# The problem:
Present every line of the records below as a numbered list, omitting the blank lines.
:: Records to use ::
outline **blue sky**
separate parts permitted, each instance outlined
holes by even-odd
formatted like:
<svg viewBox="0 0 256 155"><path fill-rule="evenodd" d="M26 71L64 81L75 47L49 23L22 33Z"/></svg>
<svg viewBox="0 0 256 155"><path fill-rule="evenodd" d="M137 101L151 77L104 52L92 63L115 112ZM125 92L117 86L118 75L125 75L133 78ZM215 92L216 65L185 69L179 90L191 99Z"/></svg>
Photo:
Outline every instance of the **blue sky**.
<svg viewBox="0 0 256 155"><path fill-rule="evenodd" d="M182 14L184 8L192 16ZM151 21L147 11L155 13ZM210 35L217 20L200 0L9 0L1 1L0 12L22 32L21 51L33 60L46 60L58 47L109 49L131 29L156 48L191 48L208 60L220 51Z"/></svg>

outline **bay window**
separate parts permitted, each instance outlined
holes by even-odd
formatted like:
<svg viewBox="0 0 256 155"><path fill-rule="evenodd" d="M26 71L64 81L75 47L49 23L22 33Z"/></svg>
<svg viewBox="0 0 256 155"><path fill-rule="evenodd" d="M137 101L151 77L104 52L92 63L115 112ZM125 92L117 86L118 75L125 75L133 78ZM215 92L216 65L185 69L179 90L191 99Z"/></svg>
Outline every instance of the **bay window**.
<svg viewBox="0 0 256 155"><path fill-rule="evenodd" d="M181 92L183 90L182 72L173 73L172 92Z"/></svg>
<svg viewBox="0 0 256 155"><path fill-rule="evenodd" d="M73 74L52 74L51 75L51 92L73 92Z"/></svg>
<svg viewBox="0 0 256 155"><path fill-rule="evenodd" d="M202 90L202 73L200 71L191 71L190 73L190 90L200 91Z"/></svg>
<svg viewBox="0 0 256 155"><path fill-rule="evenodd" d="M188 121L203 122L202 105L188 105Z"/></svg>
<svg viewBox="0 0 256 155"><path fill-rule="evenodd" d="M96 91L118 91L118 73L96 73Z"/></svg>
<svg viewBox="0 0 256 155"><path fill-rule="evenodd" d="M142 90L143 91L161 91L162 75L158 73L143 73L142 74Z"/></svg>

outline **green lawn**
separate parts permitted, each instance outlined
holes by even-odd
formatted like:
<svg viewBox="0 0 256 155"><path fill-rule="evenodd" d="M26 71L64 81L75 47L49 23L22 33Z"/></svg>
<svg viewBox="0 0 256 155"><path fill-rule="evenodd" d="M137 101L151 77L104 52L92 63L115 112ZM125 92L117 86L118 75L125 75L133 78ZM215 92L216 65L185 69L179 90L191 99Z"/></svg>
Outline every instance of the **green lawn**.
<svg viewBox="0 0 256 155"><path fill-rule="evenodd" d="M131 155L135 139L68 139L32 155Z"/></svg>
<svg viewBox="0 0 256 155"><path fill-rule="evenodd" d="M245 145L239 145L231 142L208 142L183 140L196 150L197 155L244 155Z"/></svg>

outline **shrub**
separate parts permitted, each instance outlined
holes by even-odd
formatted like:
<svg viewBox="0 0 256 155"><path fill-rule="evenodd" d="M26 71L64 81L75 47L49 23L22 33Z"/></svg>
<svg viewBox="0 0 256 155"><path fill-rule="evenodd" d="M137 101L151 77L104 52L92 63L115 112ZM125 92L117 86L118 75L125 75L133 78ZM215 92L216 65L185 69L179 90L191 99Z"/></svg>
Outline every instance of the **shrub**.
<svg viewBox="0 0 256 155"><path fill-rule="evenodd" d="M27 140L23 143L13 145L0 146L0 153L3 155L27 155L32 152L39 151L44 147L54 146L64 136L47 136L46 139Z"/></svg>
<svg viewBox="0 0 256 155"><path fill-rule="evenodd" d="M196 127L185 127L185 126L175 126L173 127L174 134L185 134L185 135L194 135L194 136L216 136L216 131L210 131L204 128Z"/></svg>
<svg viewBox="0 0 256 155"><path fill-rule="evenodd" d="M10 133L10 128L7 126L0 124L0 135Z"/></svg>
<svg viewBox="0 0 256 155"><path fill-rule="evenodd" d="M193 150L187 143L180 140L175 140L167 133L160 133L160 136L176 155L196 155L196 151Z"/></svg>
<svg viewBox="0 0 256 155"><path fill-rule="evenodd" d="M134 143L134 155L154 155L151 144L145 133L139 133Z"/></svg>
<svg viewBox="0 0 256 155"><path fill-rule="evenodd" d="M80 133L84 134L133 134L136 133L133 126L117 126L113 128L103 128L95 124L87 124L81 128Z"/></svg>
:::
# Result of this task:
1. outline **blue sky**
2. separate parts permitted, each instance outlined
3. holes by even-odd
4. formatted like:
5. <svg viewBox="0 0 256 155"><path fill-rule="evenodd" d="M26 71L64 81L75 47L49 23L22 33Z"/></svg>
6. <svg viewBox="0 0 256 155"><path fill-rule="evenodd" d="M137 101L151 77L104 52L92 63L115 112ZM125 92L117 86L118 75L125 75L133 78ZM215 92L216 65L185 69L179 90L191 99Z"/></svg>
7. Photo:
8. Outline every instance of the **blue sky**.
9. <svg viewBox="0 0 256 155"><path fill-rule="evenodd" d="M182 14L184 8L192 16ZM151 21L147 11L155 13ZM210 35L217 20L200 0L9 0L1 1L0 12L22 32L21 51L33 60L46 60L58 47L109 49L131 29L156 48L191 48L208 60L220 51Z"/></svg>
10. outline **bay window**
11. separate parts permitted, each instance outlined
12. holes by even-odd
13. formatted like:
14. <svg viewBox="0 0 256 155"><path fill-rule="evenodd" d="M26 71L64 81L75 47L49 23L22 33Z"/></svg>
15. <svg viewBox="0 0 256 155"><path fill-rule="evenodd" d="M137 101L151 77L104 52L92 63L115 112ZM125 92L117 86L118 75L125 75L133 78ZM215 92L216 65L185 69L179 90L191 99Z"/></svg>
16. Outline every instance of the **bay window**.
17. <svg viewBox="0 0 256 155"><path fill-rule="evenodd" d="M181 92L183 90L182 72L173 73L172 92Z"/></svg>
18. <svg viewBox="0 0 256 155"><path fill-rule="evenodd" d="M73 74L52 74L51 75L51 92L73 92Z"/></svg>
19. <svg viewBox="0 0 256 155"><path fill-rule="evenodd" d="M202 90L202 73L200 71L191 71L190 73L190 90L200 91Z"/></svg>
20. <svg viewBox="0 0 256 155"><path fill-rule="evenodd" d="M188 121L203 122L202 105L188 105Z"/></svg>
21. <svg viewBox="0 0 256 155"><path fill-rule="evenodd" d="M96 91L118 91L118 73L96 73Z"/></svg>
22. <svg viewBox="0 0 256 155"><path fill-rule="evenodd" d="M142 90L143 91L161 91L162 75L158 73L143 73L142 74Z"/></svg>
23. outline **green lawn**
24. separate parts permitted, each instance outlined
25. holes by even-odd
26. formatted like:
27. <svg viewBox="0 0 256 155"><path fill-rule="evenodd" d="M26 71L64 81L75 47L49 23L22 33Z"/></svg>
28. <svg viewBox="0 0 256 155"><path fill-rule="evenodd" d="M137 101L151 77L104 52L92 63L115 112ZM125 92L117 86L118 75L125 75L133 78ZM215 92L216 65L185 69L179 90L191 99Z"/></svg>
29. Outline every instance of the **green lawn**.
30. <svg viewBox="0 0 256 155"><path fill-rule="evenodd" d="M131 155L135 139L68 139L32 155Z"/></svg>
31. <svg viewBox="0 0 256 155"><path fill-rule="evenodd" d="M245 145L239 145L231 142L208 142L183 140L196 150L197 155L244 155Z"/></svg>
32. outline **shrub**
33. separate parts permitted, each instance outlined
34. holes by even-odd
35. formatted like:
36. <svg viewBox="0 0 256 155"><path fill-rule="evenodd" d="M26 71L64 81L75 47L49 23L22 33Z"/></svg>
37. <svg viewBox="0 0 256 155"><path fill-rule="evenodd" d="M137 101L151 77L104 52L92 63L115 112ZM125 92L117 86L118 75L125 75L133 78ZM215 92L216 65L185 69L179 90L191 99Z"/></svg>
38. Outline every instance of the **shrub**.
39. <svg viewBox="0 0 256 155"><path fill-rule="evenodd" d="M27 140L23 143L13 145L0 146L0 153L3 155L27 155L32 152L39 151L44 147L54 146L64 136L47 136L46 139Z"/></svg>
40. <svg viewBox="0 0 256 155"><path fill-rule="evenodd" d="M196 127L185 127L185 126L175 126L173 127L174 134L185 134L185 135L194 135L194 136L216 136L216 131L210 131L204 128Z"/></svg>
41. <svg viewBox="0 0 256 155"><path fill-rule="evenodd" d="M10 133L10 128L7 126L0 124L0 135Z"/></svg>
42. <svg viewBox="0 0 256 155"><path fill-rule="evenodd" d="M193 150L187 143L180 140L175 140L167 133L160 133L160 136L176 155L196 155L196 151Z"/></svg>
43. <svg viewBox="0 0 256 155"><path fill-rule="evenodd" d="M134 143L134 155L154 155L151 144L145 133L139 133Z"/></svg>
44. <svg viewBox="0 0 256 155"><path fill-rule="evenodd" d="M80 133L84 134L133 134L136 133L133 126L117 126L113 128L103 128L95 124L87 124L81 128Z"/></svg>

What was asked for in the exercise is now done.